#### Polecenie
Przepisz z wykazu poniżej wszystko od wiersza zawierającego „Which on-screen element corresponds to the clear” aż do wiersza zawierającego „[0,545,1350,896]”, oba włącznie, razem z poleceniami. Każdą współrzędną ramek w odpowiedziach przesuń o 31.

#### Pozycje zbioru
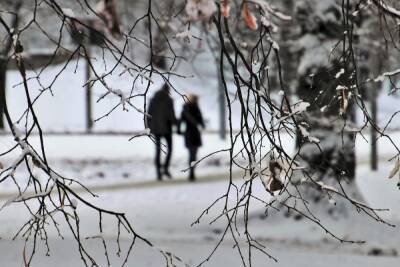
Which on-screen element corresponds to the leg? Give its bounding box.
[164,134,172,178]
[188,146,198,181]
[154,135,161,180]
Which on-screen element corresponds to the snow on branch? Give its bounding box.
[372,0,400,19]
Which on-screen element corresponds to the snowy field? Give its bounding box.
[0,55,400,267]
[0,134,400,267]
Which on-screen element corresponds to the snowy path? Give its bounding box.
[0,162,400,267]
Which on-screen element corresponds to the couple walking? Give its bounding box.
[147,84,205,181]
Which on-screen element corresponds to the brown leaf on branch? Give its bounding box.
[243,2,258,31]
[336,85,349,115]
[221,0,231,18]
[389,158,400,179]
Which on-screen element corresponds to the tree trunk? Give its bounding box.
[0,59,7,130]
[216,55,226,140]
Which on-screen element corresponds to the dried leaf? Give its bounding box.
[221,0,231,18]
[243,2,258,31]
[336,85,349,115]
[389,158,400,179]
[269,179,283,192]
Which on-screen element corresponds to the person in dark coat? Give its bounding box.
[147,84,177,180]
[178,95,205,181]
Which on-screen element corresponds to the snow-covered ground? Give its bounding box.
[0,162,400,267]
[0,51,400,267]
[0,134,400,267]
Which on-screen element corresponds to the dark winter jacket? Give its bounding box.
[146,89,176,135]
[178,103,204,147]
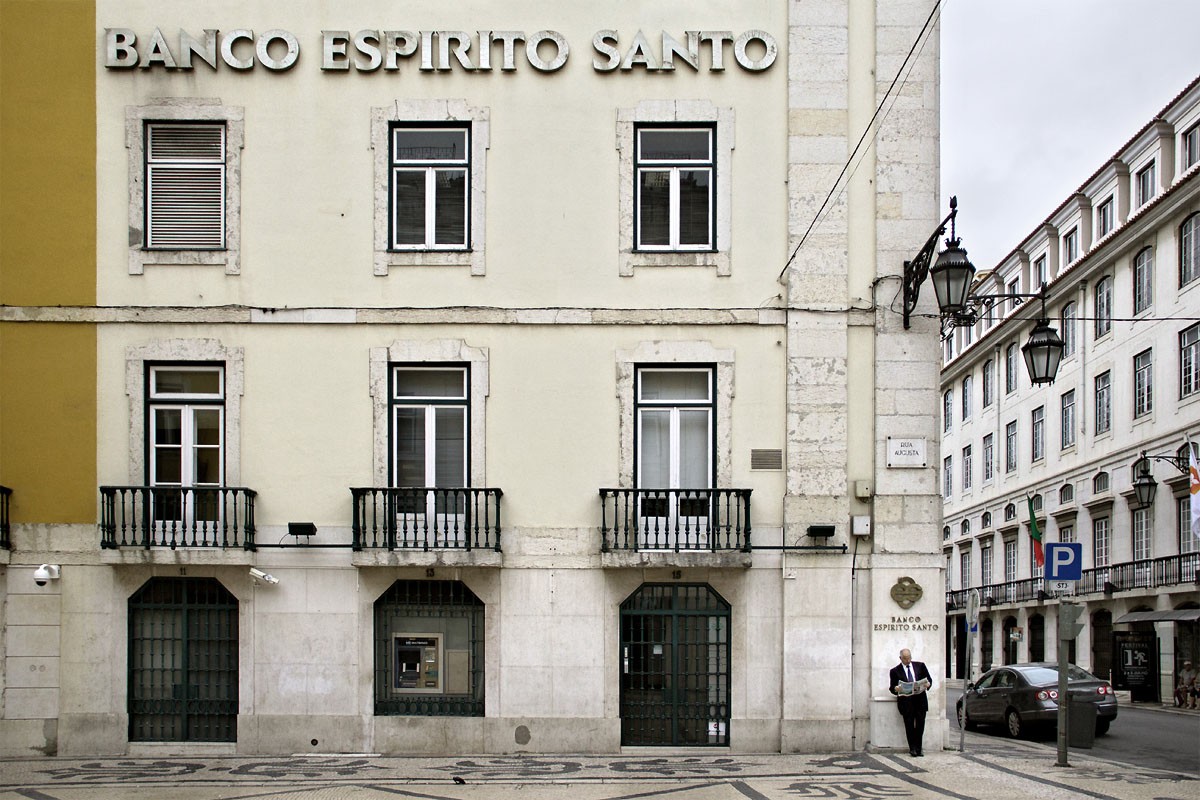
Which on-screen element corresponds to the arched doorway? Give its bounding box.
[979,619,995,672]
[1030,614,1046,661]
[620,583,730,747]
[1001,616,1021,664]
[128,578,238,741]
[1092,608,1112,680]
* * *
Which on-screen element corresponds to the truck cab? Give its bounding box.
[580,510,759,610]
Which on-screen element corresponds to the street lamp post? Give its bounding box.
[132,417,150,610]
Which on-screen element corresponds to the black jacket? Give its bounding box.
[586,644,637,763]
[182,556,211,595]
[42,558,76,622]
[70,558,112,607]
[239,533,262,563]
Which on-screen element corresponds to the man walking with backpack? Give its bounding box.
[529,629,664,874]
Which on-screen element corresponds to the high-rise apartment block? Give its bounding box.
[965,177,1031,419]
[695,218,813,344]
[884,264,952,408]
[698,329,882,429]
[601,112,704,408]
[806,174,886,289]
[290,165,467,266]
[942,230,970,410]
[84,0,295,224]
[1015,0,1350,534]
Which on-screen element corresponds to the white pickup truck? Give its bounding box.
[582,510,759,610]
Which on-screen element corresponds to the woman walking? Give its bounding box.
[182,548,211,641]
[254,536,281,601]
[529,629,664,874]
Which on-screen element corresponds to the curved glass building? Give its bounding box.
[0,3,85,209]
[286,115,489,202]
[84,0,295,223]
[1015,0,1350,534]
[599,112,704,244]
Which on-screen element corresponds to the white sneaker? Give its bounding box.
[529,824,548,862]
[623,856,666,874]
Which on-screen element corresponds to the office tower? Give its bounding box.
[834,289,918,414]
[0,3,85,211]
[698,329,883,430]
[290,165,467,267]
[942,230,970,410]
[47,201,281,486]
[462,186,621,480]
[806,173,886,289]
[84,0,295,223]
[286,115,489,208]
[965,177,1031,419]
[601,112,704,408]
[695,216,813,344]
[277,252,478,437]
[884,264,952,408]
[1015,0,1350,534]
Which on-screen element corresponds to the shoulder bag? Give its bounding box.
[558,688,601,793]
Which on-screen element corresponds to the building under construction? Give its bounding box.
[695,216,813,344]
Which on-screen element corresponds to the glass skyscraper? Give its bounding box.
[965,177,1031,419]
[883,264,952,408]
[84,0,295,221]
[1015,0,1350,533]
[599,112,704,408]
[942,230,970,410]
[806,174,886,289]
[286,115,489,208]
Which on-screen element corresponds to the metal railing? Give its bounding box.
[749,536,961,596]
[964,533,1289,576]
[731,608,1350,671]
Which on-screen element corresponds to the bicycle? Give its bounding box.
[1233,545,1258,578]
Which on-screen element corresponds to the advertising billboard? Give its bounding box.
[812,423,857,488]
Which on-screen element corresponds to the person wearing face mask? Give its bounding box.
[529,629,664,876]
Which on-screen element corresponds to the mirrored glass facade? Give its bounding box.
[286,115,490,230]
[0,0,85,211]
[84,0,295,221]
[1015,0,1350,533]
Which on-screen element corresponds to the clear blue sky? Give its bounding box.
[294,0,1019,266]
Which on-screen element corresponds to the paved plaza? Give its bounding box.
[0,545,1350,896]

#### Wynik zadania
Which on-screen element corresponds to the clear blue sky? Give its bounding box.
[325,31,1050,297]
Which on-screen element corresponds to the paved plaza? Give its bounding box.
[31,576,1381,927]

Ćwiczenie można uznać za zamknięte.